■ **WHAT THE TASK ASKS**:
Go line by line through the records below. Copy whichever lines contain the string "toilet".

■ **DATA EXTRACTS**:
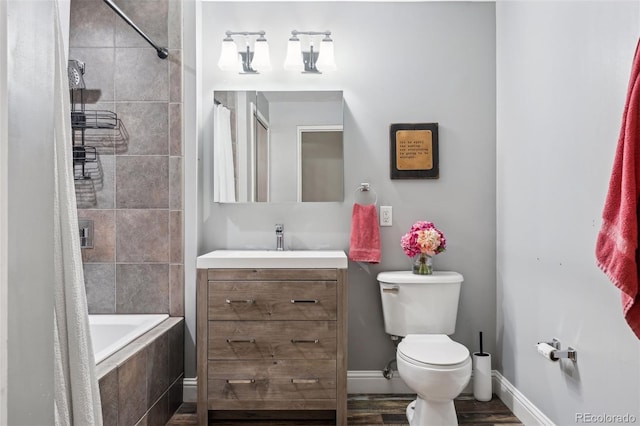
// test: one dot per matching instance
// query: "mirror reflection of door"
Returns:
(262, 160)
(320, 163)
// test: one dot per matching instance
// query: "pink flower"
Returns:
(423, 237)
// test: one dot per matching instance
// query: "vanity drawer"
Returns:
(256, 381)
(232, 340)
(272, 300)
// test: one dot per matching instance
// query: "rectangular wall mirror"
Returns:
(278, 146)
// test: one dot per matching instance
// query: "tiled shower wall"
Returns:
(136, 263)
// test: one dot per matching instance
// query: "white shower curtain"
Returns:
(77, 396)
(223, 170)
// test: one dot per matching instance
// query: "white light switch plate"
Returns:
(386, 215)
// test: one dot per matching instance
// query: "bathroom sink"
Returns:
(272, 259)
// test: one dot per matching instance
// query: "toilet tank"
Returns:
(419, 304)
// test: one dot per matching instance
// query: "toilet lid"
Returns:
(433, 349)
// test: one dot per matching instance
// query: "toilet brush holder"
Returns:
(482, 376)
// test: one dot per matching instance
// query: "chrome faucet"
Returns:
(279, 236)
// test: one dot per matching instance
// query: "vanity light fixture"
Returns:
(245, 61)
(311, 61)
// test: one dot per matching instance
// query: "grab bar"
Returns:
(163, 53)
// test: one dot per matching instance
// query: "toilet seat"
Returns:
(432, 350)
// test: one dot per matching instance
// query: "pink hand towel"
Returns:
(616, 247)
(365, 234)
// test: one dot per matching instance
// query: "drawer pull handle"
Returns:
(246, 301)
(305, 341)
(241, 381)
(305, 381)
(241, 340)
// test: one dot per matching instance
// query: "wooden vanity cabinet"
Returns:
(272, 339)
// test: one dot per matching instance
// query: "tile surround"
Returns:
(141, 235)
(140, 75)
(100, 284)
(137, 263)
(142, 182)
(142, 288)
(142, 383)
(132, 389)
(147, 126)
(149, 15)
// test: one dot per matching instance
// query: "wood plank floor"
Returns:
(374, 410)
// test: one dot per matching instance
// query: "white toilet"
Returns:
(423, 310)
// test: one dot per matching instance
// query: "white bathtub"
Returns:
(111, 333)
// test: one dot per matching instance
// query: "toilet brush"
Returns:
(482, 374)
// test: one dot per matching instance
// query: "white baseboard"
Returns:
(373, 382)
(519, 405)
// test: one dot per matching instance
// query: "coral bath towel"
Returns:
(617, 244)
(364, 244)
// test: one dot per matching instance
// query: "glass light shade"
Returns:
(326, 60)
(228, 56)
(293, 60)
(261, 60)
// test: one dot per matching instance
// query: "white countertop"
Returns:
(222, 259)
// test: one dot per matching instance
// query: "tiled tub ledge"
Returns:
(141, 384)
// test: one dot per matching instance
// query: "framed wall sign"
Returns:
(414, 151)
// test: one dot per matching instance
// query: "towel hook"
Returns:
(365, 187)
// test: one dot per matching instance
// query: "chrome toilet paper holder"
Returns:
(569, 353)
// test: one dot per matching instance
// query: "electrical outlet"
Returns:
(386, 215)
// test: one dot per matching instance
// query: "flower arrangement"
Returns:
(426, 240)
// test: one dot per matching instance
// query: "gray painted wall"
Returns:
(397, 63)
(563, 70)
(30, 37)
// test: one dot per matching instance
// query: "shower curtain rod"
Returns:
(163, 53)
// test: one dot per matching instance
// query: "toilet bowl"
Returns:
(437, 369)
(423, 310)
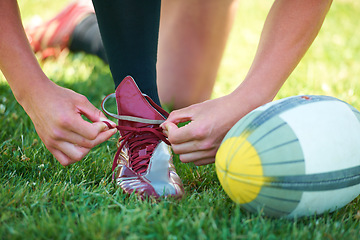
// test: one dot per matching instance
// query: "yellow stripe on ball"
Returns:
(239, 169)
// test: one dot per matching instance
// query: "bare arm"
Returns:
(289, 30)
(55, 111)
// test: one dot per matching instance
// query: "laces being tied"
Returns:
(141, 141)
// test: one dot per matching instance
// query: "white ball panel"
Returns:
(329, 134)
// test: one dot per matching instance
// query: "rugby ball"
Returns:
(299, 156)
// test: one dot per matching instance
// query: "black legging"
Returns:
(129, 31)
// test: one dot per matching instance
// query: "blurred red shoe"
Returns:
(143, 163)
(51, 37)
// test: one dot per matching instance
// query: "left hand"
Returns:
(199, 140)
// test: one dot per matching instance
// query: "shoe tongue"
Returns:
(131, 102)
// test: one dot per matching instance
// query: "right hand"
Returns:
(57, 116)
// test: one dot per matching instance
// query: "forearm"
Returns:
(17, 61)
(288, 32)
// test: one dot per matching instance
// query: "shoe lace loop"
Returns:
(136, 138)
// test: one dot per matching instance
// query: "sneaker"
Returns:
(143, 163)
(51, 37)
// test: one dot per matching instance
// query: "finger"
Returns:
(90, 111)
(178, 116)
(183, 134)
(104, 136)
(204, 161)
(88, 130)
(79, 140)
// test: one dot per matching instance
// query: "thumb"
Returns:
(178, 116)
(94, 114)
(168, 127)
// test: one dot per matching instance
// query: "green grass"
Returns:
(40, 199)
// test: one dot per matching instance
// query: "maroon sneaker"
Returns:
(143, 163)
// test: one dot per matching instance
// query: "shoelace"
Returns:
(136, 138)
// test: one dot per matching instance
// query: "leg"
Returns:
(192, 40)
(129, 30)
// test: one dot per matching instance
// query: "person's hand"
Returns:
(57, 116)
(199, 140)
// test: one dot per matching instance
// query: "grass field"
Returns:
(40, 199)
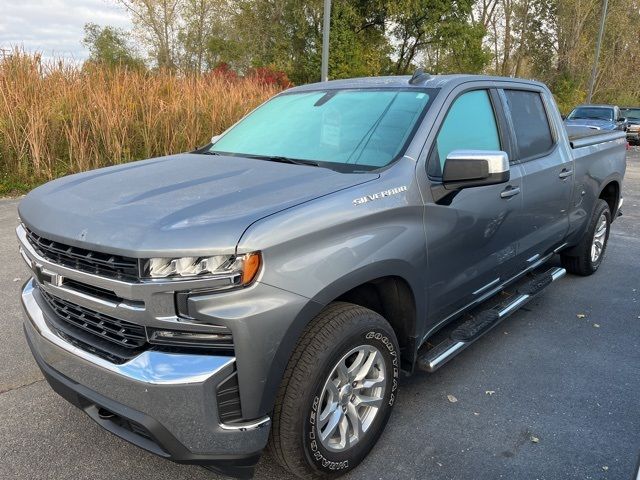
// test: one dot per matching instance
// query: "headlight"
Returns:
(245, 266)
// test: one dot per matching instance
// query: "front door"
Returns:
(548, 174)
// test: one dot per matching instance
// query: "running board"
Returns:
(479, 324)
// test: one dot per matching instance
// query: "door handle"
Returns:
(509, 192)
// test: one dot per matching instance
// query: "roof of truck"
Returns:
(430, 81)
(596, 105)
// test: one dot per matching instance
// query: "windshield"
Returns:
(631, 113)
(347, 129)
(595, 113)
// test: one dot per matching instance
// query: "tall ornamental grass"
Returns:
(59, 118)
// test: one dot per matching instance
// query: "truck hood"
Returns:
(591, 123)
(186, 204)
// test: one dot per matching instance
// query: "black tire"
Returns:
(295, 437)
(578, 261)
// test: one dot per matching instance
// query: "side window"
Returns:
(470, 124)
(530, 122)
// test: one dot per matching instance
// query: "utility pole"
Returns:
(594, 70)
(326, 26)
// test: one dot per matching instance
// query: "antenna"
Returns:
(419, 76)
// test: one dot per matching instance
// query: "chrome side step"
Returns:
(479, 324)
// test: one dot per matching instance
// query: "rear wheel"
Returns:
(337, 392)
(586, 258)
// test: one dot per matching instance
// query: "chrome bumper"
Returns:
(178, 391)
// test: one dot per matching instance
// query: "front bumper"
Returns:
(162, 402)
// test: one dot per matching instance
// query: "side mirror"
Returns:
(475, 168)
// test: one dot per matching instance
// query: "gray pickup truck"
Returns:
(271, 287)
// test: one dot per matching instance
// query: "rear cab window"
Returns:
(470, 124)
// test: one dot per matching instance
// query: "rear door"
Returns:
(547, 169)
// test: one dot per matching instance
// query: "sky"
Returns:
(55, 27)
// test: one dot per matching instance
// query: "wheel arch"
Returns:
(610, 193)
(400, 303)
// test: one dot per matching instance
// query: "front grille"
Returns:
(104, 264)
(105, 336)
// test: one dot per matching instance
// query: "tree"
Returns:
(437, 31)
(109, 46)
(157, 22)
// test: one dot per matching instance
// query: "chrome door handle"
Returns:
(509, 192)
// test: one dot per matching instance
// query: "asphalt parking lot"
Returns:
(553, 393)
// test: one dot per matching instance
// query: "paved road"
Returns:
(571, 384)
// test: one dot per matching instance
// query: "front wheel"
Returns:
(587, 256)
(337, 393)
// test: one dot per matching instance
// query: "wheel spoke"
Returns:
(354, 419)
(356, 365)
(324, 416)
(367, 401)
(343, 373)
(344, 432)
(368, 383)
(366, 368)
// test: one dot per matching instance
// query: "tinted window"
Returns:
(592, 113)
(533, 134)
(631, 113)
(470, 124)
(351, 127)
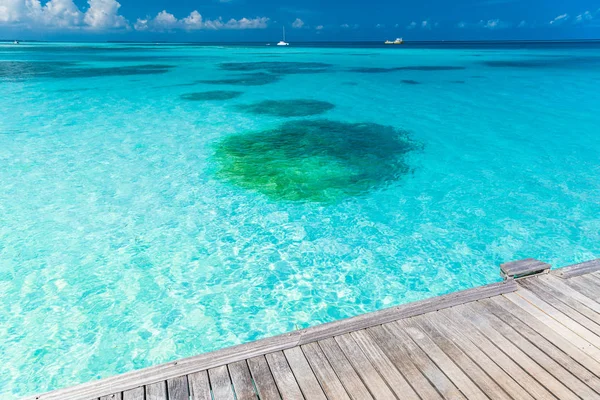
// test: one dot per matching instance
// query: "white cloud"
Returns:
(62, 14)
(560, 19)
(104, 14)
(165, 21)
(298, 23)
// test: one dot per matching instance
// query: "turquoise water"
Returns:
(155, 203)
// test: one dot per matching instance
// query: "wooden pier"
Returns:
(536, 335)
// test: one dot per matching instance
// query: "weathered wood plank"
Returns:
(561, 286)
(242, 381)
(563, 308)
(220, 382)
(284, 377)
(263, 379)
(578, 269)
(391, 347)
(114, 396)
(561, 355)
(560, 317)
(583, 287)
(521, 268)
(471, 330)
(423, 363)
(177, 388)
(437, 321)
(441, 359)
(562, 330)
(404, 311)
(344, 370)
(543, 359)
(199, 386)
(260, 347)
(311, 389)
(563, 296)
(333, 388)
(519, 350)
(157, 391)
(443, 351)
(134, 394)
(364, 368)
(384, 366)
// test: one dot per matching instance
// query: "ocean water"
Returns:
(161, 201)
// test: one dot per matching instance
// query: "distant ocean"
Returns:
(162, 200)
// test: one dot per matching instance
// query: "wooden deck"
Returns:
(537, 337)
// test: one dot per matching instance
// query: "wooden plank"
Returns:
(578, 269)
(424, 363)
(242, 381)
(157, 391)
(521, 268)
(343, 369)
(503, 358)
(404, 311)
(304, 375)
(263, 379)
(546, 355)
(114, 396)
(229, 355)
(199, 386)
(441, 359)
(220, 382)
(397, 355)
(177, 388)
(445, 352)
(384, 366)
(284, 378)
(562, 307)
(560, 355)
(333, 388)
(560, 317)
(437, 321)
(563, 297)
(364, 368)
(519, 349)
(583, 287)
(134, 394)
(561, 286)
(559, 328)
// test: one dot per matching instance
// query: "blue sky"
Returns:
(305, 20)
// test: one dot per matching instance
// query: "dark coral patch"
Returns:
(215, 95)
(287, 108)
(257, 79)
(315, 161)
(277, 67)
(376, 70)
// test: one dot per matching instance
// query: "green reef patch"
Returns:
(256, 79)
(287, 108)
(315, 160)
(215, 95)
(277, 67)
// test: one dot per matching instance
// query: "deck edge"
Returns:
(579, 269)
(133, 379)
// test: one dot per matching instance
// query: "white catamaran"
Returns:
(283, 42)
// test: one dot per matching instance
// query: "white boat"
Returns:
(283, 42)
(397, 41)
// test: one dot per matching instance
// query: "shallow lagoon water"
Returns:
(132, 233)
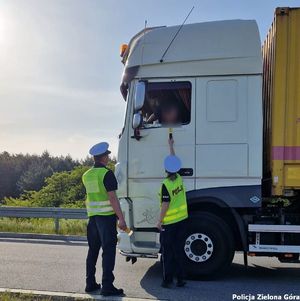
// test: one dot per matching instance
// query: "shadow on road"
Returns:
(239, 280)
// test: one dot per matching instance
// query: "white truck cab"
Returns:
(212, 75)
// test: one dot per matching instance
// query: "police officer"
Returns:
(172, 221)
(103, 210)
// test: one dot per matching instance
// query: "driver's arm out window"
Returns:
(166, 104)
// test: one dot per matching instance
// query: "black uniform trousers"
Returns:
(172, 244)
(101, 233)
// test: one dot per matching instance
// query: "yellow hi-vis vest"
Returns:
(97, 201)
(177, 210)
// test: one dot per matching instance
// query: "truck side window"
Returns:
(167, 103)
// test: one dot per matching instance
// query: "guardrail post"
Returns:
(56, 222)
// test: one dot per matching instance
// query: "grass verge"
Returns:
(42, 225)
(7, 296)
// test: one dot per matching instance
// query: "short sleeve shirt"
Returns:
(165, 196)
(109, 181)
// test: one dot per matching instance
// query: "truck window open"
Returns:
(167, 103)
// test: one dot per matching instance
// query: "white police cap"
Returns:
(172, 163)
(99, 149)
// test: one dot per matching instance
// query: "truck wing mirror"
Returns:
(139, 97)
(136, 121)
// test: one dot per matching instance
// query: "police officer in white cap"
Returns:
(103, 210)
(172, 221)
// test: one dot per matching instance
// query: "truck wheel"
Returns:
(209, 246)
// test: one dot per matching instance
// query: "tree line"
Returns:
(42, 180)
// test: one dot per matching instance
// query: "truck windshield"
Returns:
(167, 103)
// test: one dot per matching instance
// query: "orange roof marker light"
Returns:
(123, 48)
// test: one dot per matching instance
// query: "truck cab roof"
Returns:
(209, 48)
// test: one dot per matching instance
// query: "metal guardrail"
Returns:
(44, 212)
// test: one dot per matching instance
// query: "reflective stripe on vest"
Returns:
(177, 210)
(97, 202)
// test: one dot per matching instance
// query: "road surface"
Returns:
(59, 266)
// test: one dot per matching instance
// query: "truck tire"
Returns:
(209, 246)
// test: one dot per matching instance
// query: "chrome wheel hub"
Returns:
(198, 247)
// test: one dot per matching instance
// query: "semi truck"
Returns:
(236, 131)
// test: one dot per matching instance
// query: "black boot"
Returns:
(180, 283)
(91, 288)
(112, 291)
(166, 284)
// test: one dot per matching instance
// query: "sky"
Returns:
(60, 67)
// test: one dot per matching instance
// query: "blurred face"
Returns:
(170, 115)
(105, 159)
(102, 159)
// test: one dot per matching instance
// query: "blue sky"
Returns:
(60, 67)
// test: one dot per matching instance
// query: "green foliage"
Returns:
(42, 225)
(20, 173)
(62, 189)
(43, 181)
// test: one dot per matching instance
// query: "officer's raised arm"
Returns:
(171, 146)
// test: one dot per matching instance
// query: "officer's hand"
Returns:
(122, 225)
(171, 142)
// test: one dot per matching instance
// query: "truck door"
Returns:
(167, 104)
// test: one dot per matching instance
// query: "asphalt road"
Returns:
(59, 266)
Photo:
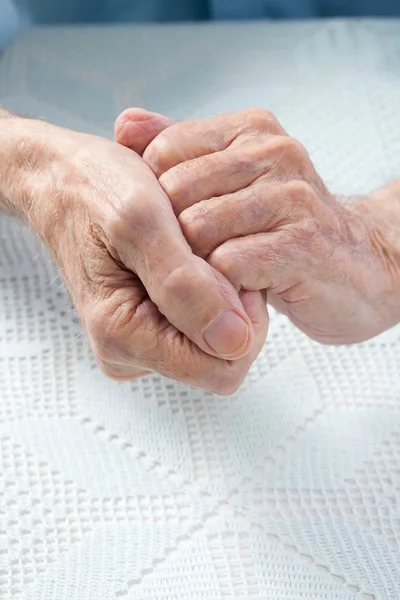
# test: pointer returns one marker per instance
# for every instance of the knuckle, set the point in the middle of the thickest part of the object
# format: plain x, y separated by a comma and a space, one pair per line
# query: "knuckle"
301, 192
131, 212
193, 225
172, 182
157, 153
292, 150
264, 120
179, 286
102, 335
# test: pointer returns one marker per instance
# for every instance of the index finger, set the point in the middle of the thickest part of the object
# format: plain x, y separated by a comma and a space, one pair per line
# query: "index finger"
191, 139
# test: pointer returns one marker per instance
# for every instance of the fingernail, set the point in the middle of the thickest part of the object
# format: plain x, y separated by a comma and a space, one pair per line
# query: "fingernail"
227, 335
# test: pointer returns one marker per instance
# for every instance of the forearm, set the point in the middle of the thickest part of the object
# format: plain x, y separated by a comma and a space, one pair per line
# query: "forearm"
380, 212
13, 164
32, 177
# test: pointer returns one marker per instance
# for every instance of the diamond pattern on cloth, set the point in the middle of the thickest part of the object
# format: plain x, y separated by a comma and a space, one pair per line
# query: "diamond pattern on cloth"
149, 490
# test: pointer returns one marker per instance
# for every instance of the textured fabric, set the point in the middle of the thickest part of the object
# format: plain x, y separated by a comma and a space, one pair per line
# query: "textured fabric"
288, 490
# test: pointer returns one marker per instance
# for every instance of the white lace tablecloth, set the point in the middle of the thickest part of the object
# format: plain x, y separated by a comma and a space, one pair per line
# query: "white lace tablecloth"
289, 490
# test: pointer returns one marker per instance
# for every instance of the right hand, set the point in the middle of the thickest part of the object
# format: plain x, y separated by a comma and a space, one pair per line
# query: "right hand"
146, 302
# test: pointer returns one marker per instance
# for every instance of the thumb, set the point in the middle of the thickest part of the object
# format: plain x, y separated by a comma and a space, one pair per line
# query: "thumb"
135, 128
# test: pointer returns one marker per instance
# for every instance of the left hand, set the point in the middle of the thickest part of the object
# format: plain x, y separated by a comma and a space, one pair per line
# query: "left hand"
250, 201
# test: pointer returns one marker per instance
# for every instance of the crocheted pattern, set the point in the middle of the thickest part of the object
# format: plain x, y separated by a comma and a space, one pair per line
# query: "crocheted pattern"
288, 490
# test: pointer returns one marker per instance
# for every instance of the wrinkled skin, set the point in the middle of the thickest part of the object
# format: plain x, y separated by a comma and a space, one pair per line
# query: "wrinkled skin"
144, 299
250, 202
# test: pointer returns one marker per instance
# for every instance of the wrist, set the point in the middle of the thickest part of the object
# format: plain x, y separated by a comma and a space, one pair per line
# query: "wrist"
379, 215
30, 152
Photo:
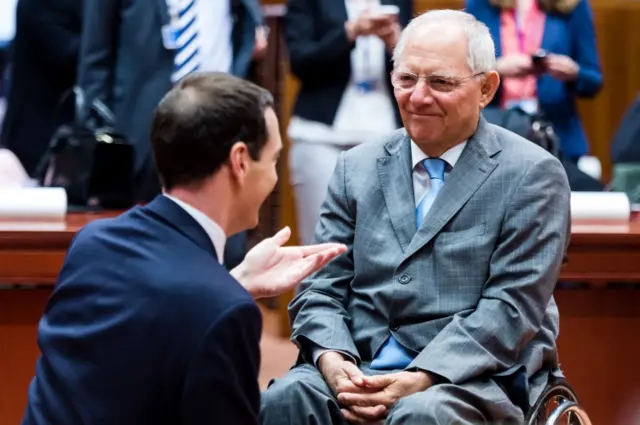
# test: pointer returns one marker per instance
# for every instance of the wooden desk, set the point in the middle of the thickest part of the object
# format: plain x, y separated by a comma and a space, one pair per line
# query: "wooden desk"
32, 252
598, 348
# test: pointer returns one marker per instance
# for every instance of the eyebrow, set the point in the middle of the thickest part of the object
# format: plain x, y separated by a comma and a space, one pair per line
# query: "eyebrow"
436, 74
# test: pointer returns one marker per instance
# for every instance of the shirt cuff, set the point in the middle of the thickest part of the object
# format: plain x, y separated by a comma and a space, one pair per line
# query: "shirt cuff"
318, 351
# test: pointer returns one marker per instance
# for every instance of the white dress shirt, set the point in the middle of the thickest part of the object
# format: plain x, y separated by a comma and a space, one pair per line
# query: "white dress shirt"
214, 27
211, 228
421, 185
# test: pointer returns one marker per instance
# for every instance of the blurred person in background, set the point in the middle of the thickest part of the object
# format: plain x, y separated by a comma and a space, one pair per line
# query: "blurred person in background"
340, 51
134, 52
567, 66
43, 61
7, 31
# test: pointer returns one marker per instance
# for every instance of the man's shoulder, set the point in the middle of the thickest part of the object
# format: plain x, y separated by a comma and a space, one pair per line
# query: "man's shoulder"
377, 147
517, 151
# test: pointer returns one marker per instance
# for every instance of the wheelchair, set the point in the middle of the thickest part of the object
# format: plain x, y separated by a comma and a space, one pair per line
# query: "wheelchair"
556, 402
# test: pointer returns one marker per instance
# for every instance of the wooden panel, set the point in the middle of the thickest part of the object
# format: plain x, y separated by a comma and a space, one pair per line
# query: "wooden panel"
599, 351
618, 36
20, 312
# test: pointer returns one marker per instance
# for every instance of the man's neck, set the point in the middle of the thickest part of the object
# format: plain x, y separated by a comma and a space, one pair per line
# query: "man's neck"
215, 204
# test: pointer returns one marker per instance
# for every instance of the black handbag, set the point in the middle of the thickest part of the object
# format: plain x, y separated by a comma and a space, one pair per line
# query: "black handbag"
536, 128
86, 157
532, 126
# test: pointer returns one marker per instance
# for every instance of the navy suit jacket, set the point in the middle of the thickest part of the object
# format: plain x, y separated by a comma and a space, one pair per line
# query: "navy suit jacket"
124, 63
572, 35
145, 327
320, 54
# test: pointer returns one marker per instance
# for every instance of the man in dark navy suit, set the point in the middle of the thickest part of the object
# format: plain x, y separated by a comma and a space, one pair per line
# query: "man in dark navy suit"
145, 326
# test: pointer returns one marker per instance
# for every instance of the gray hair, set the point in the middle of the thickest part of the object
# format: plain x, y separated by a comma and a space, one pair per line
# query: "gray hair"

■ **EXERCISE RESPONSE**:
// query: "toilet tank"
// query: "toilet lid"
// query: "toilet brush holder"
// query: "toilet seat"
// query: "white toilet"
// query: "toilet brush"
// query: "chrome toilet paper holder"
// query: "toilet bowl"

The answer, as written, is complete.